(Point localization data)
= = =
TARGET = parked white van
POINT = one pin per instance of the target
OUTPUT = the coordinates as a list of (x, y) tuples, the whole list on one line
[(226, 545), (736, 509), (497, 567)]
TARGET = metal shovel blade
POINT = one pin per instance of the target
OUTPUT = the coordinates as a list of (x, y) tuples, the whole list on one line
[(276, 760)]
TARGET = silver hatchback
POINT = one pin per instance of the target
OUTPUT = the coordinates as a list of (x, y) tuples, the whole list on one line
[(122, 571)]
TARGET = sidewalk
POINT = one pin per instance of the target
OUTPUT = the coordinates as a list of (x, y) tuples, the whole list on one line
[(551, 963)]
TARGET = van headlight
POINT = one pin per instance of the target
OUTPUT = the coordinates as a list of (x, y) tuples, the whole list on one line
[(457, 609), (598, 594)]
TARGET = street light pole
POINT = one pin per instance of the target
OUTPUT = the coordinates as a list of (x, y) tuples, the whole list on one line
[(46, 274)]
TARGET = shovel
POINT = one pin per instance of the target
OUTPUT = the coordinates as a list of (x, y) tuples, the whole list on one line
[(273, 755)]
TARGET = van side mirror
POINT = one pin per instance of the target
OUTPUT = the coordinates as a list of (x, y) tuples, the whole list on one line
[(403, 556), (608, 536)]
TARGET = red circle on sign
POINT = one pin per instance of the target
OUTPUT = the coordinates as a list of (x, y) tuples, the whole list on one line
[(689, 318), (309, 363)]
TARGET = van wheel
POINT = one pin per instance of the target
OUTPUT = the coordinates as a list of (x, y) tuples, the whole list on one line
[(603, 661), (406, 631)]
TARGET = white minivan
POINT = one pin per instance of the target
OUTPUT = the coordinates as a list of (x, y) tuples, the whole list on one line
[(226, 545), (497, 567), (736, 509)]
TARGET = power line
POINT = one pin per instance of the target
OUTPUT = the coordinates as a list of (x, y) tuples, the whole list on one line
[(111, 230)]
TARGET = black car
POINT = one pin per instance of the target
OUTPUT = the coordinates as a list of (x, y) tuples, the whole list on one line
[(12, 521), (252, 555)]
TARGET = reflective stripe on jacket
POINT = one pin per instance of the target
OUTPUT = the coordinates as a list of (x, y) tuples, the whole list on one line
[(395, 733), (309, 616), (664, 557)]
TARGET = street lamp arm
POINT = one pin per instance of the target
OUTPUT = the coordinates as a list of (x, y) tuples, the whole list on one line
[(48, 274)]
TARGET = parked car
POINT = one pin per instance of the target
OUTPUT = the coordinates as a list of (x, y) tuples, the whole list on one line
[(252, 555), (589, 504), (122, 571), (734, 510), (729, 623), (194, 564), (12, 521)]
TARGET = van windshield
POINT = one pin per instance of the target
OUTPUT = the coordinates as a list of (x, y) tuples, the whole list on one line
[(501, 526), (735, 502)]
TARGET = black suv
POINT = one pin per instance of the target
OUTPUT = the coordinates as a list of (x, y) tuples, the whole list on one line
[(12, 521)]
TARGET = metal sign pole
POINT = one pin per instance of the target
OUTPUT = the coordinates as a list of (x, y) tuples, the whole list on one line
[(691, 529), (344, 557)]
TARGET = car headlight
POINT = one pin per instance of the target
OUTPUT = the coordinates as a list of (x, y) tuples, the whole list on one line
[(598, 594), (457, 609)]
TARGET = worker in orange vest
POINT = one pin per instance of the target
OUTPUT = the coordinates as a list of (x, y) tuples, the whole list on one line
= = =
* _PROBLEM REQUIREMENTS_: All of the data above needs to be written out exactly.

* _SOLUTION TO THE PROBLEM_:
TARGET = parked white van
POINT = one pin per instance of the target
OUTPUT = the coordinates as a list of (x, y) tuples, the whole list on one line
[(226, 545), (736, 509), (497, 567)]
TARGET = metal shovel blade
POINT = one pin per instance of the target
OUTPUT = the coordinates as a list of (x, y) tuples, the whole list on one line
[(276, 760)]
TARGET = silver hatchback
POINT = one pin per instance of the target
OUTPUT = the coordinates as a list of (x, y) tuples, the whole list on one line
[(122, 571)]
TARGET = sidewalk
POINT = one pin per instance of the target
OUTPUT = the coordinates as a list of (x, y) tuples, the whole list on one line
[(551, 963)]
TARGET = van headlight
POINT = one pin per instance of the target
OUTPUT = the coordinates as a list of (x, y) tuples, the whole list on one line
[(457, 609), (598, 594)]
TARGET = street light pole
POINT = one pin per instance of the target
OUTPUT = the coordinates as a list of (x, y) tuples, the whole list on one line
[(46, 274)]
TARGET = shovel
POINT = one pin per instance of the target
OUTPUT = the coordinates as a list of (x, y) tuples, the whole list on one line
[(273, 755)]
TARGET = van side mirror
POINT = one pin per instance of the target
OUTPUT = the coordinates as a list of (x, y) tuples, the whole list on one line
[(403, 556), (608, 536)]
TARGET = red circle on sign
POINT = one pin per instance of the target
OUTPUT = the coordinates as a list of (x, y) tuples, the whole list on one line
[(689, 318), (309, 363)]
TARGET = van wheel
POINT = one pin per instance of the target
OUTPUT = the coordinates as a list of (x, y) tuples, the whole list on one line
[(603, 661), (406, 631)]
TARGET = white minivan
POINT = one pin per instance of the target
OUTPUT = the coordinates as a list of (x, y) tuples, the whole list on one line
[(226, 545), (497, 567), (736, 509)]
TARGET = power line
POINT = one pin per instance of the target
OUTPUT = the coordinates as a list of (x, y) tuples, the whole list on one line
[(111, 230)]
TARGET = black car
POINT = one pin per instance of the target
OUTPUT = the coordinates as a list of (x, y) tuples, the whole list on one line
[(12, 521), (252, 555)]
TARGET = reflective stripe on jacket
POINT = one pin per instance of the target
OUTPUT = the coordinates as a list of (x, y) tuples, the whole list on one line
[(395, 733), (309, 616), (664, 557)]
TARGET = street lamp arm
POINT = one pin per instance of the target
OUTPUT = the coordinates as a list of (x, y) tuples, the whole list on one line
[(48, 274)]
TARGET = parked car
POINT = one pin per instance of the target
OUTPUT = the coordinates as a list of (x, y) tuples, the whole list on one line
[(252, 555), (589, 504), (122, 571), (734, 510), (729, 623), (194, 564), (12, 521)]
TARGET = van windshield
POINT = one pin per instance of the target
OUTPUT = the coordinates as a list of (x, y) tuples, the whole list on one line
[(501, 526), (735, 502)]
TARGET = black suv
POINT = one pin per instance of the target
OUTPUT = the coordinates as a list of (x, y) tuples, the whole list on one line
[(12, 521)]
TARGET = metal sign pole
POINT = one pin per instance of the target
OUTPUT = the coordinates as a list of (x, y) tuples, the whole list on one line
[(691, 529), (344, 557)]
TARGET = car headlight
POINT = one pin per instance of the target
OUTPUT = the coordinates as a list of (x, y) tuples, the whole list on one line
[(598, 594), (457, 609)]
TARGET = worker in orange vest
POINT = one pin per instance of the target
OUTPUT = the coordinates as a list of (x, y) tuples, the whole list on one line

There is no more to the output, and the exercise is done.